Convert all the entries below into a two-column CSV with the columns instruction and points. Each tagging instruction gets its own row, with the instruction text in one quoted field and every coordinate that follows it in the other, and line breaks replaced by spaces.
^^^^^^^^
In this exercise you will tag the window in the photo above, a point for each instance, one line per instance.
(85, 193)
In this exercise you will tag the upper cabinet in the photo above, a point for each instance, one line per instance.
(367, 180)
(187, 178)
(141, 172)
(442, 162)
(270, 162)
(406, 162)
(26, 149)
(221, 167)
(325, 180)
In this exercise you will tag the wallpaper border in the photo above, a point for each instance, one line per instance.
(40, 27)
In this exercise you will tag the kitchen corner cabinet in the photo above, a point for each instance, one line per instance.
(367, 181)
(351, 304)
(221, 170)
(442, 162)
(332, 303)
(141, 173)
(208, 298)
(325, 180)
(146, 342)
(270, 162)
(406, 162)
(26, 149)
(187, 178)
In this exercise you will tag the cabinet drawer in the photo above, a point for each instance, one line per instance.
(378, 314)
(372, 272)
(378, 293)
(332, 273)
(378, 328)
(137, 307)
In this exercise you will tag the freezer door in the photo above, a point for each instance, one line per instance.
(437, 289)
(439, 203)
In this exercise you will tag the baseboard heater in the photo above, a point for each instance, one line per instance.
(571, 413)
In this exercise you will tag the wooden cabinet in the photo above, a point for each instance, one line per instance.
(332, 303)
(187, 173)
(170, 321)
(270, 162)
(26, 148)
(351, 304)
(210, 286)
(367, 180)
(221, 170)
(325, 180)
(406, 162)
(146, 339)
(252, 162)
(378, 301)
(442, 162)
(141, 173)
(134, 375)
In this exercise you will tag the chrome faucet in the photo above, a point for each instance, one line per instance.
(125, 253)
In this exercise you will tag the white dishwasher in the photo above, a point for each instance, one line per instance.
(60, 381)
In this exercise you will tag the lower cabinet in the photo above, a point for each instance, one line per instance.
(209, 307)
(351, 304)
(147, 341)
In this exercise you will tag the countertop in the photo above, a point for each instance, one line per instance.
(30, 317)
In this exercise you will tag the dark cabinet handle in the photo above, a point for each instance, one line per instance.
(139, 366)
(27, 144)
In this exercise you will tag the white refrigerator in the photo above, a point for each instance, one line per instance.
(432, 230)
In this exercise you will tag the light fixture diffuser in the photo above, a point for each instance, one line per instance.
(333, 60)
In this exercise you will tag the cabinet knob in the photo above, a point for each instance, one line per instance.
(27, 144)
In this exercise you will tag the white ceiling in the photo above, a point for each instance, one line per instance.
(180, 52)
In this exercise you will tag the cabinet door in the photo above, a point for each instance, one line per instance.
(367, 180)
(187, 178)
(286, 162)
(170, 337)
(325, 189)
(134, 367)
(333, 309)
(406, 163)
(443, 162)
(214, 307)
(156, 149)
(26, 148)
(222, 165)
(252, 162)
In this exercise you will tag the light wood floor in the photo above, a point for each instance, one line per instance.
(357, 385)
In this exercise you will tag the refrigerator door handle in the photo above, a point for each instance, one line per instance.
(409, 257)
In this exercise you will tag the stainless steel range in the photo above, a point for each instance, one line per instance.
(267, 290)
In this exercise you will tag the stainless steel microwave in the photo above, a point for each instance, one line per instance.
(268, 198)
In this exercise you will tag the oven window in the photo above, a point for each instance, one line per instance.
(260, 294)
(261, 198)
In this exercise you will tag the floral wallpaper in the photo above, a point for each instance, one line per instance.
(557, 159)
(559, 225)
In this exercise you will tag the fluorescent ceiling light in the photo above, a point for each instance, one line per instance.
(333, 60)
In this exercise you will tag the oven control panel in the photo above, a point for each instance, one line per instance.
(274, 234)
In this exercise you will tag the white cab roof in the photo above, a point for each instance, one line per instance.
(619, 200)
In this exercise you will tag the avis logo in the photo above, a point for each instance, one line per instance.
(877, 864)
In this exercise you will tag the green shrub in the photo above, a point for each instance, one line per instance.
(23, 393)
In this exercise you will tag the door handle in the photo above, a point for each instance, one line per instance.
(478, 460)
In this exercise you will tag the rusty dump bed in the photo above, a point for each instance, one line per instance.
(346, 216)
^^^^^^^^
_TASK OUTPUT_
instruction,points
"In this exercise you will tag the window in the photo above, a point for each instance, one line per instance.","(85, 193)"
"In this exercise you will tag the upper cabinet in the photo above, a point for each instance, one line per instance.","(367, 180) (187, 178) (141, 172) (442, 162) (270, 162) (406, 162) (26, 149) (221, 167) (325, 180)"
"In this exercise you will tag the wallpaper border in the photo above, a point for each instance, one line per instance.","(40, 27)"
"In this exercise you will tag the kitchen corner cabinet in the photo above, a point for each instance, one line per instance.","(367, 181) (351, 304) (221, 170) (442, 162) (332, 303) (141, 173) (208, 298) (325, 180) (146, 342) (270, 162) (406, 162) (26, 149) (187, 178)"
"In this exercise you will tag the cabinet drawer in the photo above, a point for each instance, one line per instance.","(378, 314) (372, 272) (378, 293) (332, 273) (378, 328) (137, 307)"
"In this exercise you will tag the freezer door in the photo above, a point for each instance, one line per instance.","(437, 289) (439, 203)"
"In this exercise you will tag the baseboard heater in the photo above, a point for each instance, one line per instance.","(571, 413)"
"In this exercise you will tag the wooden cabinet in the photo above, a point for each instance, one line per instance.","(332, 303) (187, 173) (170, 321) (270, 162) (26, 148) (351, 304) (210, 286) (367, 180) (221, 170) (325, 180) (406, 162) (146, 339) (252, 162) (378, 301) (442, 162) (141, 173) (134, 375)"
"In this exercise you will tag the chrome faucet in the photo above, a point for each instance, one line per instance.","(125, 253)"
"In this exercise you will tag the white dishwasher in the photo above, a point for each instance, one line per instance.","(60, 381)"
"In this exercise you will tag the lower cabinet in the photo above, a point for each instance, one line per instance.","(209, 307) (351, 304) (147, 341)"
"In this exercise you will tag the countertop in the photo above, a point for each instance, one line per instance.","(30, 317)"
"In this exercise you will tag the dark cabinet handle in the photo above, a point for each instance, one line per instance.","(139, 366) (27, 144)"
"In this exercise you will tag the white refrigerator in the photo above, a point for each instance, one line per instance.","(432, 230)"
"In this exercise you will tag the light fixture diffuser in the photo above, a point for each instance, one line per instance.","(333, 60)"
"In this exercise you will tag the cabinet knob in the photo above, a point for each instance, one line per instance.","(27, 144)"
"In this exercise you will tag the white ceiling in the photo above, a point for each instance, one line per instance.","(180, 52)"
"In this exercise you will tag the cabinet door in the photo above, a point for each instance, one line per instance.","(367, 180) (187, 178) (286, 162) (170, 337) (325, 189) (134, 367) (333, 309) (406, 163) (443, 162) (214, 307) (156, 149) (26, 148) (222, 165) (252, 162)"
"In this exercise you will tag the light wood floor in the photo above, a point for each instance, one line per instance.","(357, 385)"
"In this exercise you will tag the refrigerator door handle in the photo above, a point for each instance, one line per instance.","(409, 257)"
"In this exercise you will tag the stainless steel range in the photo above, a point for each instance, one line per instance.","(267, 290)"
"In this exercise you will tag the stainless steel microwave in the photo above, a point for each instance, one line per instance.","(268, 198)"
"In this exercise you will tag the oven window in the photo above, a point for each instance, one line per instance.","(260, 294) (261, 198)"
"In this exercise you will tag the floral wallpaper in the photo above, a point for each instance, one line per instance.","(557, 159) (559, 225)"
"In this exercise you will tag the fluorescent ceiling light in the photo above, a point for each instance, one line per instance.","(333, 60)"
"In this exercise you will tag the oven control panel in the photo above, a point for each instance, one line per instance.","(274, 234)"
"In this exercise you will tag the white cab roof in the photo above, a point for each instance, one line per instance.","(619, 200)"
"In this exercise you will tag the avis logo in the photo above, a point for each instance, one line per instance.","(877, 864)"
"In this exercise you will tag the green shrub in the photo above, a point for each instance, one line per instance.","(23, 393)"
"In this exercise you will tag the door handle in the photo above, a point for each instance, one line per instance.","(478, 460)"
"In this exercise you will tag the rusty dump bed in the photo above, a point for each instance, one line per instance.","(346, 216)"